_Records uit een verzameling_
'''
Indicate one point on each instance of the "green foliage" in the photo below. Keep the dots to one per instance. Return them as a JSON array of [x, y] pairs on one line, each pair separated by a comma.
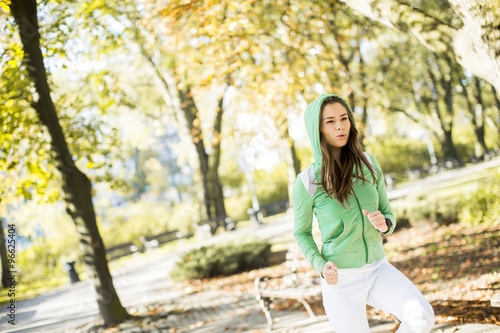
[[472, 207], [482, 206], [221, 259], [237, 205], [398, 155], [271, 185]]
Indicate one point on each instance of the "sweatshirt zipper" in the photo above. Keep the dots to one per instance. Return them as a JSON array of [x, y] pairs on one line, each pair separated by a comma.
[[362, 228]]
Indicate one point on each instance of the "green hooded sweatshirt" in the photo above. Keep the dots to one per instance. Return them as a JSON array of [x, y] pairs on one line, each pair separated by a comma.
[[349, 239]]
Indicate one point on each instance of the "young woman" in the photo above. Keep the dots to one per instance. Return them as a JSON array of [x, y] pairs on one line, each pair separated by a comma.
[[345, 190]]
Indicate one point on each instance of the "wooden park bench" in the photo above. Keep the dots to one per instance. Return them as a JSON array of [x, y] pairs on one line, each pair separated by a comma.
[[495, 300], [301, 283]]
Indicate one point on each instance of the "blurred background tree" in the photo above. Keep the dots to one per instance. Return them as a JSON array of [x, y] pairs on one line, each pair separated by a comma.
[[165, 105]]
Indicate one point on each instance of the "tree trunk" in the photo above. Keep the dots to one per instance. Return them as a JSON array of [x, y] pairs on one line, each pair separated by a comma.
[[3, 257], [478, 119], [76, 185], [475, 45], [497, 103], [216, 189], [447, 144], [193, 122]]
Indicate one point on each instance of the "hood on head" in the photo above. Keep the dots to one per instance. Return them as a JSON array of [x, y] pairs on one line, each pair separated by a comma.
[[311, 118]]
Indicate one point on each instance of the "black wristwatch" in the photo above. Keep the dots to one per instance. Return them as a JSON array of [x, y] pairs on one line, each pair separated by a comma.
[[389, 225]]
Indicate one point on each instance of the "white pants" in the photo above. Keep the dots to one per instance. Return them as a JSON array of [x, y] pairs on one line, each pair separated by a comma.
[[382, 286]]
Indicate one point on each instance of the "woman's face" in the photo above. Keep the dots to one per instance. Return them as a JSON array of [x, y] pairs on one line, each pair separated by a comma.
[[335, 125]]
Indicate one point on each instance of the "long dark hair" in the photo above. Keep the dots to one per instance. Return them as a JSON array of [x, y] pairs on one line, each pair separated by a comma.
[[336, 176]]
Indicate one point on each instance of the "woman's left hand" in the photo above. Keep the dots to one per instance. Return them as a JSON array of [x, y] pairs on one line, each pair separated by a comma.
[[377, 219]]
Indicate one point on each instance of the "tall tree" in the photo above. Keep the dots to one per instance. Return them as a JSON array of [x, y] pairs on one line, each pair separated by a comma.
[[473, 40], [76, 185]]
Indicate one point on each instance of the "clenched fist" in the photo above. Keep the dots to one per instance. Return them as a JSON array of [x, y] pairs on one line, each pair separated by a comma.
[[329, 272], [377, 219]]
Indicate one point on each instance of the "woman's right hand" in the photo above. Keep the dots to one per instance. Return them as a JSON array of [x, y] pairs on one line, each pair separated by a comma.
[[329, 273]]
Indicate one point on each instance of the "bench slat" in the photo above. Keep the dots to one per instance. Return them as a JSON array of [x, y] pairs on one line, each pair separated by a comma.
[[495, 300]]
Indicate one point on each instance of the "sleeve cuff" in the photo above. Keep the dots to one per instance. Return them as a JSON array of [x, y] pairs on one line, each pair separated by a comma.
[[389, 226]]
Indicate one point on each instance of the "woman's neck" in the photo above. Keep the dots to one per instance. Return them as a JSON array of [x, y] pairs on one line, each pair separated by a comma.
[[336, 154]]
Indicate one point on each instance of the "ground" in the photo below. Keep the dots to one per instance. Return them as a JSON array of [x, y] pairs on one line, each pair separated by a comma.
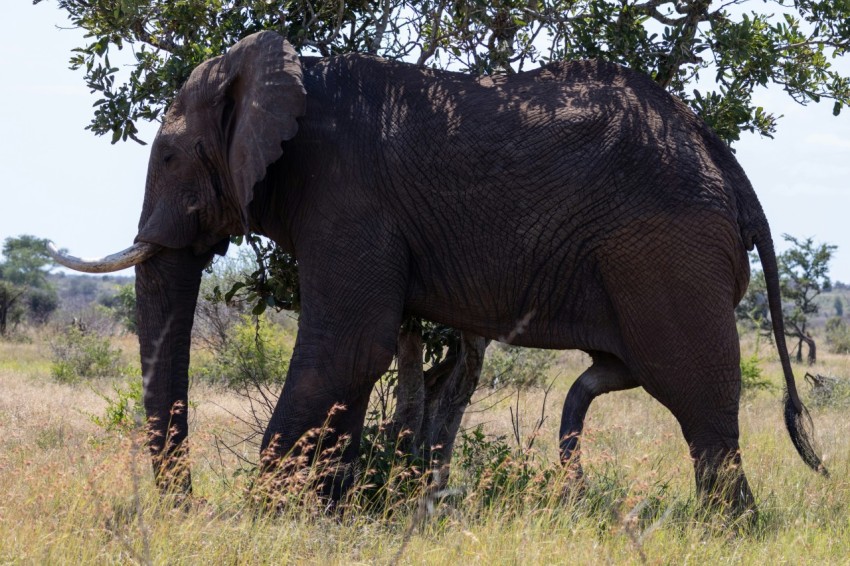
[[75, 493]]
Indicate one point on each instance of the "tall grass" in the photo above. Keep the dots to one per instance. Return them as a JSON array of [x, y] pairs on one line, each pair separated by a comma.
[[74, 493]]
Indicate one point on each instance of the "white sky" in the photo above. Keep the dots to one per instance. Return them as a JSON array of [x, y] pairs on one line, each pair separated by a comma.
[[59, 181]]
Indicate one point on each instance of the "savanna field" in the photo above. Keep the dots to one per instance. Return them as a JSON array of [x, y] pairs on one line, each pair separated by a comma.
[[77, 485]]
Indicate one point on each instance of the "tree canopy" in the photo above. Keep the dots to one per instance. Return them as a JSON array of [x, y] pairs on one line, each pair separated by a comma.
[[803, 276], [713, 55]]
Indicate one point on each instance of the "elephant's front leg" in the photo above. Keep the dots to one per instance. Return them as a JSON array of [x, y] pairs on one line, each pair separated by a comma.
[[607, 374], [348, 331]]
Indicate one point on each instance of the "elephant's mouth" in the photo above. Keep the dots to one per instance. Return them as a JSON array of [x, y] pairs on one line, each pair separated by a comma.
[[137, 253]]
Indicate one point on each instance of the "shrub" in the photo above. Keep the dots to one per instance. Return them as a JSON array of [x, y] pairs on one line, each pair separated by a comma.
[[79, 354], [515, 366], [751, 375], [125, 412], [838, 336], [257, 352]]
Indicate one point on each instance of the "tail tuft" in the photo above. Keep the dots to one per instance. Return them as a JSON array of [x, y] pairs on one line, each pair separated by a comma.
[[801, 428]]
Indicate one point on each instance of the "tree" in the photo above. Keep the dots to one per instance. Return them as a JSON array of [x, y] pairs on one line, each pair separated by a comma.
[[23, 278], [123, 306], [732, 48], [803, 275]]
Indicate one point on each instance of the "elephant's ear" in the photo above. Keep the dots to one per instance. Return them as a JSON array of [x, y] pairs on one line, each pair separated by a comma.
[[264, 96]]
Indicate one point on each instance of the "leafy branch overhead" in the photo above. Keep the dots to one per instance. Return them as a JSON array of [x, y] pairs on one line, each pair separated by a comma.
[[713, 55]]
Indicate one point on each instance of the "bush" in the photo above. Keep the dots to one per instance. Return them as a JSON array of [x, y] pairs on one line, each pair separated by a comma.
[[257, 352], [751, 375], [79, 354], [838, 336], [125, 412], [515, 366]]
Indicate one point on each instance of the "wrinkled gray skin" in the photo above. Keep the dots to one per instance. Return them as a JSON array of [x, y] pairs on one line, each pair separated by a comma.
[[578, 203]]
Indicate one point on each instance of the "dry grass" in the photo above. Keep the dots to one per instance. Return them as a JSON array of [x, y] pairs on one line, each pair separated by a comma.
[[75, 494]]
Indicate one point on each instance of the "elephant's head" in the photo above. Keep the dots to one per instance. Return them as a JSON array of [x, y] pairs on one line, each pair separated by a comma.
[[222, 131]]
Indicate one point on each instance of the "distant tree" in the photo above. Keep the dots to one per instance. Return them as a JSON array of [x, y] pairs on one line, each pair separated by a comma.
[[803, 276], [713, 55], [123, 306], [23, 274]]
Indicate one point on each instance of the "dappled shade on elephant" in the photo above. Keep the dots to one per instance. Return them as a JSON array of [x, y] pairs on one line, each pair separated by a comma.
[[574, 206]]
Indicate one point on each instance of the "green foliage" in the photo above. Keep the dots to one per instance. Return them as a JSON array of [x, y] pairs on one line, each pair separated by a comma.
[[387, 477], [23, 282], [828, 391], [838, 336], [517, 367], [803, 276], [496, 471], [680, 46], [752, 378], [125, 412], [257, 353], [77, 354]]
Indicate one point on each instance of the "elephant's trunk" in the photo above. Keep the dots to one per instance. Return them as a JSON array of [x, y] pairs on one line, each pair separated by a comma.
[[166, 293]]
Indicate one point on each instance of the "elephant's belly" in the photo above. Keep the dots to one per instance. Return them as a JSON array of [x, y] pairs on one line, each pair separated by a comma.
[[553, 311]]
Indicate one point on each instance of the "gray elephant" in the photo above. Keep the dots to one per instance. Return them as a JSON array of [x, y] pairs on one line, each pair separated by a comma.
[[575, 206]]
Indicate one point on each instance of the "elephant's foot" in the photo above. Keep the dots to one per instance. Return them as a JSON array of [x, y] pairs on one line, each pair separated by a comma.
[[722, 486]]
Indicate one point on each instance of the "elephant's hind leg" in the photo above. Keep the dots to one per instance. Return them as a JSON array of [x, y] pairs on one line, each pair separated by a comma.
[[606, 374]]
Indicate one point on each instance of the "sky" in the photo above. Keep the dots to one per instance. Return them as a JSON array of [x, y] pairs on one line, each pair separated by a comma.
[[59, 181]]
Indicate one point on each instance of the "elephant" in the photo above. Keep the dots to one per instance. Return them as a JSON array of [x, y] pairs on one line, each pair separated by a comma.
[[575, 206]]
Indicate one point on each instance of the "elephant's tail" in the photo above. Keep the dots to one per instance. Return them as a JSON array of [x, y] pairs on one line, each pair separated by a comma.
[[797, 418]]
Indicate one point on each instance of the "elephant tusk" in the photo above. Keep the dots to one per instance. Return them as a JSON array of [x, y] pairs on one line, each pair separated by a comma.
[[137, 253]]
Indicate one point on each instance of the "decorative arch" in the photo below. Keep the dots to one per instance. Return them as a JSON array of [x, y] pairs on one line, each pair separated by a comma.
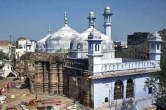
[[130, 88], [118, 90], [97, 47]]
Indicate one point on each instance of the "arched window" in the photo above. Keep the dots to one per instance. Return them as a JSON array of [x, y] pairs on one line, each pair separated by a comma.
[[71, 45], [97, 47], [118, 90], [130, 88]]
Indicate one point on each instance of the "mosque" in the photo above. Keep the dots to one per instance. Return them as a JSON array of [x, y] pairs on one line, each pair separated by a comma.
[[92, 74]]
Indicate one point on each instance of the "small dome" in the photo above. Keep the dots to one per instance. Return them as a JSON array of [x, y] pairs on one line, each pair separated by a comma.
[[155, 37], [28, 42], [91, 14], [107, 10]]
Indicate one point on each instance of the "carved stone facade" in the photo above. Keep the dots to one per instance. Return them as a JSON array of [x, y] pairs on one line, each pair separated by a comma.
[[43, 71]]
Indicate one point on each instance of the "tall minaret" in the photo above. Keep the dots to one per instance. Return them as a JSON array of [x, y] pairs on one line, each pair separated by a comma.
[[155, 46], [91, 19], [65, 19], [94, 52], [107, 21]]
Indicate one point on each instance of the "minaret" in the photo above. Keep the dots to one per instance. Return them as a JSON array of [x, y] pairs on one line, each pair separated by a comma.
[[65, 19], [107, 21], [49, 30], [91, 19], [155, 46], [94, 52]]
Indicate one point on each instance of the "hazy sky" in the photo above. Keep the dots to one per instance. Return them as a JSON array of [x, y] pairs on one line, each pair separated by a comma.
[[31, 18]]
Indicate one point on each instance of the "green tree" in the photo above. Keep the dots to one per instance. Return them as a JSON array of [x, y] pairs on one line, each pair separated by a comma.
[[3, 57], [158, 80]]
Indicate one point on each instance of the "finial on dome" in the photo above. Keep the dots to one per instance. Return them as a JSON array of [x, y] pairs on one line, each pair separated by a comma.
[[65, 19], [49, 30], [91, 19]]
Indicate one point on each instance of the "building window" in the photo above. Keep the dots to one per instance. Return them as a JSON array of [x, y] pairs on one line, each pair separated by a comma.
[[97, 47], [71, 46], [130, 88], [91, 47], [158, 46], [149, 90], [152, 46], [106, 99], [118, 90]]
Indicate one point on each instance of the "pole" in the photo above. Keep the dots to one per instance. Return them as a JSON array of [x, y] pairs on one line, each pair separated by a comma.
[[109, 99]]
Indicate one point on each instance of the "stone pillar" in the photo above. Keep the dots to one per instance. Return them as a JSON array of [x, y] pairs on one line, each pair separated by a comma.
[[45, 78], [32, 89], [124, 88], [112, 91], [53, 79], [60, 82], [65, 82]]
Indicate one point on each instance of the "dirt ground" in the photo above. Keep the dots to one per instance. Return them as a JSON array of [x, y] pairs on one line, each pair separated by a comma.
[[23, 95]]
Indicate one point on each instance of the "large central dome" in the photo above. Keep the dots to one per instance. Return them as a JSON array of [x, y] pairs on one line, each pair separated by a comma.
[[60, 40]]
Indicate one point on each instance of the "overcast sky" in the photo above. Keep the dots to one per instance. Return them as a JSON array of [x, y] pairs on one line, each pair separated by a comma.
[[31, 18]]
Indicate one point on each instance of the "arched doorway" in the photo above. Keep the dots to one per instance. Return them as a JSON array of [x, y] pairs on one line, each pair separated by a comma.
[[118, 90], [130, 88]]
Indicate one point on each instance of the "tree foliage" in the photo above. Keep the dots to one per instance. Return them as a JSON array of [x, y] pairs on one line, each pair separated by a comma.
[[158, 80], [3, 57]]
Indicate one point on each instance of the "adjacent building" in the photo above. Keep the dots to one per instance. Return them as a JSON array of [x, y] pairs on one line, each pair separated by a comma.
[[91, 74], [99, 80]]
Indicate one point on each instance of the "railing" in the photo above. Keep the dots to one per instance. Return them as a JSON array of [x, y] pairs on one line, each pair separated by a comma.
[[130, 65]]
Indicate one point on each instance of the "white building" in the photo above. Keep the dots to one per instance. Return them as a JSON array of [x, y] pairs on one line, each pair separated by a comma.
[[5, 47], [113, 81], [58, 41], [7, 70], [23, 45]]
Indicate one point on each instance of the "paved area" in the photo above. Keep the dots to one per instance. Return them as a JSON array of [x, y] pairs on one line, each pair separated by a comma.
[[14, 96]]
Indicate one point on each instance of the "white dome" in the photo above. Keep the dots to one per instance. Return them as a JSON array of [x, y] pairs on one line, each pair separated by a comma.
[[43, 39], [81, 43], [60, 40]]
'''
_Opdracht_
Zet de regels vanaf het begin van de records tot en met de regel met "[[362, 228]]" om in een genummerde lijst, zonder lege regels. Laat de afbeeldingen weg.

_Uitgevoerde opdracht_
1. Indicate one point on each instance of the "green foliage" in the photo below. Keep the dots to one per instance. Return them as a JSON array of [x, y] pairs on one line, each pair separated by a comma.
2. [[472, 207], [482, 206], [221, 259], [237, 205], [398, 155], [271, 185]]
3. Indicate one point on each instance of the "sweatshirt zipper" in the photo above. Keep the dots to one per instance. Return them as a JSON array of [x, y] pairs on one line, each pair separated by a comma.
4. [[362, 228]]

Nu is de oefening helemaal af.